Tay Ray Chuan home archive

semantic grep

Fri, 20 Jun 2014 22:51:44 +0800 | Filed under static analysis

Some time back, I had written a small patch for the rspec project; you can see it here. Today, I don't quite remember why I wrote it; perhaps I was trying to get started contributing to rspec.

As you can see, it was really a very trivial patch. All I did was to replace blocks that invokes an instance method, of 0-arity, with the '&:' syntax. For example,

arr.map {|x| x.do_this() }

gets replaced by

arr.map &:do_this

As a result, some backward-compatibility code could be removed.

However, it got me thinking: could we look for other such structures? The usual approach would be to craft a regular expression, then run it through grep:

\{\|\w+\| \w\.\w \}

(I don't even know if that works.) Then, we need to extend it to handle do..end style blocks. Then, we need to handle non-parentheses method calls. Then, we need to handle optional spaces...you get the picture: the final expression would look like an unintelligble, gibberish mess.

What if we could grep at the syntax-structure level? That way, we wouldn't need be concerned with tittle-tattle like whitespace. If you took a compilers/programming language class, then you would be familiar with the ASTs/parse trees. For Ruby, I was aware of sexp_processor, having followed zenspider; but what about searching through an sexp? Googling "ruby sexp grep" led me to sexp_path. (Path like how XPath is for XML, geddit?)

For the longest time, I had no progress on this, as I had some trouble wrapping my head around sexp_path. This was not the fault of sexp_path; it had a fair bit of documentation. I realised that, for us to do such a search, we would need:

  1. a way to specify the query (what we want to search), which would necessarily require an understanding of
  2. what we are matching against.

▶ [Challenge 1] In the semantic grep post, what did a search for "ruby sexp grep" lead to?
▶ [Challenge 2] Translate this sentence from the semantic grep post into Spanish: "As a result, some backward-compatibility code could be removed."
▶ [Challenge 3] Continue the semantic grep blog post from where it stops.

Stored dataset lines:
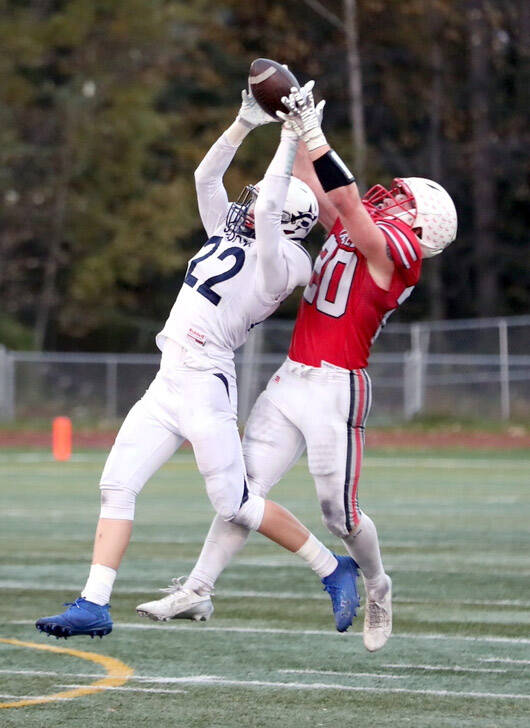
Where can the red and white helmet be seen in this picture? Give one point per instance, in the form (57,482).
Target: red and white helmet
(420,203)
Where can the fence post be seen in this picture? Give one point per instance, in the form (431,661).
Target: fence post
(7,385)
(250,362)
(413,375)
(504,366)
(111,386)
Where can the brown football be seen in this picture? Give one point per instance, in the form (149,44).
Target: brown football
(269,81)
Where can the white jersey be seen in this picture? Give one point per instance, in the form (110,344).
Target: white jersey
(221,298)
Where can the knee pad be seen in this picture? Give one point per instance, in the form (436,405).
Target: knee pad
(117,502)
(333,515)
(250,515)
(225,494)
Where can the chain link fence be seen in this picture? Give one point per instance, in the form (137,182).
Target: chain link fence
(477,368)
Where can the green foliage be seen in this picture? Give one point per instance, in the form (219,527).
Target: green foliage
(107,106)
(14,335)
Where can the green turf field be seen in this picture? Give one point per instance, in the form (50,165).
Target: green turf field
(455,537)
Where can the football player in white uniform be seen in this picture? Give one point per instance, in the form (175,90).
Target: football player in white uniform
(320,397)
(251,261)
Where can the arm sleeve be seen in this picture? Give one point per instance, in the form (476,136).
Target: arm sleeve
(404,249)
(211,193)
(274,267)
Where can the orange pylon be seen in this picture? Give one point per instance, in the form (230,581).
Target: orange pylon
(62,438)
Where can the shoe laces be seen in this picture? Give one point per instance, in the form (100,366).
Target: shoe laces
(335,594)
(177,584)
(376,614)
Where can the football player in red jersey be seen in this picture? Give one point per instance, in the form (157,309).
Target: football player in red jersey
(320,397)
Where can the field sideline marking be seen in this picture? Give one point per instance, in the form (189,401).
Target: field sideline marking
(315,632)
(345,674)
(447,668)
(391,461)
(504,659)
(214,680)
(247,594)
(117,674)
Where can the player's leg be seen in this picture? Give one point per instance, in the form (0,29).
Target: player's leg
(141,447)
(335,452)
(271,446)
(268,518)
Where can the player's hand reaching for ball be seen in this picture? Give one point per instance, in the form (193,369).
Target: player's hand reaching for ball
(304,117)
(251,114)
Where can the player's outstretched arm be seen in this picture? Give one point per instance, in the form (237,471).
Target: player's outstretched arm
(211,193)
(276,275)
(338,183)
(304,170)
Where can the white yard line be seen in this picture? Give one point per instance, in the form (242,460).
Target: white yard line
(446,668)
(391,461)
(216,681)
(309,632)
(128,690)
(345,674)
(507,660)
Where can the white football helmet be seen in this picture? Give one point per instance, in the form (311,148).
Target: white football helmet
(299,215)
(420,203)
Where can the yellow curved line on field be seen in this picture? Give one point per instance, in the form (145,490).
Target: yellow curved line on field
(117,674)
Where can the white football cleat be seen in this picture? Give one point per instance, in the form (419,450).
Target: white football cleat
(180,603)
(378,620)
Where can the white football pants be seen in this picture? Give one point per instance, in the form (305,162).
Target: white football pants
(325,410)
(182,403)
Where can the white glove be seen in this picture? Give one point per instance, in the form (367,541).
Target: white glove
(303,116)
(251,114)
(290,131)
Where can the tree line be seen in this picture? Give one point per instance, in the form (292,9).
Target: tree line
(107,106)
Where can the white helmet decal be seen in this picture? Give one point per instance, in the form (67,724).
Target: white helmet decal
(300,211)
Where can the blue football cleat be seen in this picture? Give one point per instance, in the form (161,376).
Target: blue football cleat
(81,617)
(341,586)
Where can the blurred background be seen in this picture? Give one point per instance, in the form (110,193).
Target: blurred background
(106,108)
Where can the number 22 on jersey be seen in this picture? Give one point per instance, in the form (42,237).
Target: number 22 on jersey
(206,287)
(332,278)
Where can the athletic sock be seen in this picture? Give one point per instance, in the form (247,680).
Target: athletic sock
(319,558)
(99,584)
(222,543)
(363,546)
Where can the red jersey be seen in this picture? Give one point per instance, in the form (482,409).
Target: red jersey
(343,309)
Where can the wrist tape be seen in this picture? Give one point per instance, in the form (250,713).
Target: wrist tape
(332,172)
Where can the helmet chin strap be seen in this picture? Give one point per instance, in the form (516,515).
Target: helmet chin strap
(406,216)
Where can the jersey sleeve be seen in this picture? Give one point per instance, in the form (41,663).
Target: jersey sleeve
(404,249)
(299,264)
(211,193)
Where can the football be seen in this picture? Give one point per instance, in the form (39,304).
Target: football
(269,81)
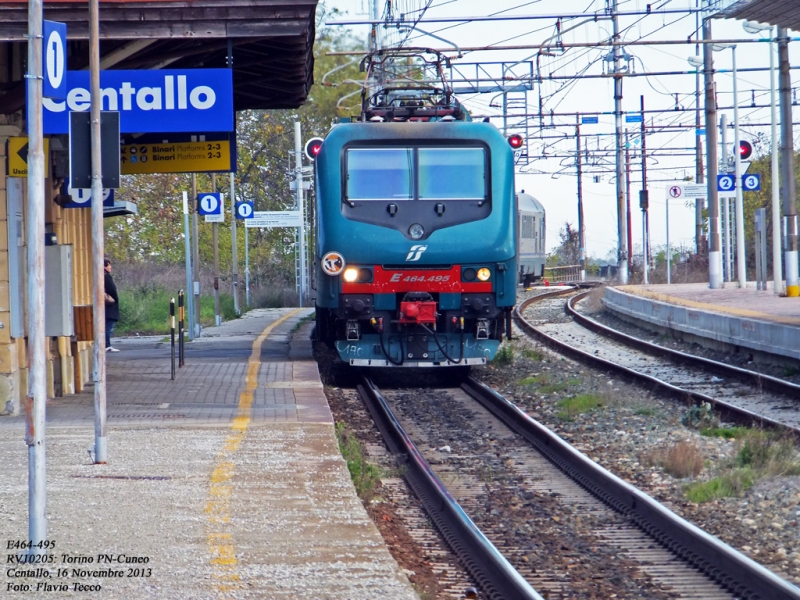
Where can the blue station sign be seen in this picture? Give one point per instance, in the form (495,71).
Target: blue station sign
(150,101)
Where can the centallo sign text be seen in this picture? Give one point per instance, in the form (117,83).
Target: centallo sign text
(151,101)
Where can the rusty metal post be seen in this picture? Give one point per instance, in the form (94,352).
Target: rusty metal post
(714,250)
(234,237)
(791,236)
(215,242)
(180,328)
(195,259)
(172,337)
(98,241)
(37,373)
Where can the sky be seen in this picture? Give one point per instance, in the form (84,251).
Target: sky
(550,174)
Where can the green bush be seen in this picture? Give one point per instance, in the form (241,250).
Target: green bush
(504,356)
(572,407)
(145,310)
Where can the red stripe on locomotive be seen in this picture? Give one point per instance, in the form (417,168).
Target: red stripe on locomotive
(386,281)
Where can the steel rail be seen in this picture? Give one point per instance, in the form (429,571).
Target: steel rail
(758,379)
(720,562)
(493,573)
(734,413)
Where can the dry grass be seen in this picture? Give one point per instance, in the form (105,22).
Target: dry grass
(142,278)
(681,460)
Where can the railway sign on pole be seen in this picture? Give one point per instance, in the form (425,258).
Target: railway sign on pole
(244,210)
(54,57)
(726,185)
(210,205)
(751,183)
(685,189)
(274,218)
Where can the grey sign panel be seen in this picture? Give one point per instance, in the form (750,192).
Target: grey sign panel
(80,149)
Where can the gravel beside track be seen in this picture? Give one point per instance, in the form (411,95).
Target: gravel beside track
(631,424)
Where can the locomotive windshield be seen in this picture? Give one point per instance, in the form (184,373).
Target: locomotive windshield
(416,174)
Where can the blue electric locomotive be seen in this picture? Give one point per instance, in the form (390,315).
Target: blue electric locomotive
(416,222)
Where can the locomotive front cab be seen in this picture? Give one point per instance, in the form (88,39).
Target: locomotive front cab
(418,266)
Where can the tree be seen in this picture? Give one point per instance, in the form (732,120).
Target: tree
(265,166)
(568,251)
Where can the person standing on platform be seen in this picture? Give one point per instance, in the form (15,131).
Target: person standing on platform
(112,305)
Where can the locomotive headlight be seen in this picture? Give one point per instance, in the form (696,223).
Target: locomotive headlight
(333,263)
(416,231)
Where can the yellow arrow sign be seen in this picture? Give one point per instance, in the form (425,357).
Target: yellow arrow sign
(177,157)
(18,156)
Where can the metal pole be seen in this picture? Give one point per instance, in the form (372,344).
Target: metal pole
(215,243)
(644,200)
(581,239)
(181,312)
(172,337)
(187,243)
(669,258)
(714,253)
(247,266)
(298,158)
(37,382)
(628,200)
(698,203)
(234,237)
(741,265)
(98,241)
(777,267)
(195,258)
(789,190)
(234,252)
(622,225)
(727,271)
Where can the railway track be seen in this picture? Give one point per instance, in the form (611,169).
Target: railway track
(740,395)
(564,541)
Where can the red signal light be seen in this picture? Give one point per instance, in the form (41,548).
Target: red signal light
(745,149)
(313,146)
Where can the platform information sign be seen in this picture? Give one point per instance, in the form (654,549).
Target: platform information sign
(178,157)
(274,218)
(685,189)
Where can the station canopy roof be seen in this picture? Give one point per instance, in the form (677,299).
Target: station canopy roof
(272,42)
(784,13)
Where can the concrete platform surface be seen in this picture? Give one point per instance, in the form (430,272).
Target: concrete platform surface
(744,302)
(731,319)
(226,483)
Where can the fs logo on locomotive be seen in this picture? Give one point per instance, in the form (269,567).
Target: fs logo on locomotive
(415,253)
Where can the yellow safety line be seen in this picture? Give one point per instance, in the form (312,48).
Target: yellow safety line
(220,542)
(740,312)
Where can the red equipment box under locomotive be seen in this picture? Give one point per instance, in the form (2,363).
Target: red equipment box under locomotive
(418,312)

▶ [Exercise response 1] It led to sexp_path.

▶ [Exercise response 2] Como resultado, se pudo eliminar parte del código de compatibilidad con versiones anteriores.

▶ [Exercise response 3]
This seems obvious. I realised I wasn't really sure about (2): what we are matching against. How could I grasp what to construct (1) if I didn't know what I was matching?

So, let's dig into sexp_path. In sexp_path, paths/queries are matched against the output of ruby_parser: S-expressions that are represented as Ruby arrays. Consider the expression I was trying to find in the rspec patch:

config_string.split(/\n+/).map {|l| Shellwords.shellwords(l) }.flatten

Running this through ruby_parser:

   s(:call, s(:call, nil, :config_string), :split, s(:lit, /\n+/)),
  s(:args, :l),
  s(:call, s(:const, :Shellwords), :shellwords, s(:lvar, :l))),

As you can see, the first element of the array is the "type" of the expression - eg. a function call are represented by a :call, while blocks (be it do...end or {}) are represented by an :iter.

Aha! Now sexp_path's documentation makes sense. The query we need (1) seems obvious:

 s(:args, atom % "p1"),
 s(:call, s(:lvar, atom % "p2"), _))

Actually, the captures p1 and p2 should be declared equal, but there is no way to express this (as far as I understand sexp_path) like how we can do assertions in regular expressions (positive/negative lookahead/lookbehind).

Let's run this on rspec-core:

$ find . -name '*.rb' | xargs ruby `gem contents sexp_path | grep examples/sexp_grep` \
's(:iter, _, s(:args, atom % "p1"), s(:call, s(:lvar, atom % "p2"), _))'

PS. Suggestions are welcome for cleaner ways to get a file from an installed gem.

PPS. We need to find then pipe to xargs because globs aren't handled by sexp_path's sexp_grep.

This throws up a couple of results. One of them is lib/rspec/core/world.rb, line 93:

FlatMap.flat_map(groups) {|g| g.descendants}.

This is indeed what we are looking for.

What about false negatives - that is, things that sexp_path falsely regarded as non-matches? Unfortunately, it is difficult to check for this. We just have to put our faith in sexp_path and our query, till the day we find an instance which was missing among the reported matches...

What about general tools that could be used for any language? Searching for "ast grep", led me to "semantic grep". I had a look at some of these; below are my observations of them.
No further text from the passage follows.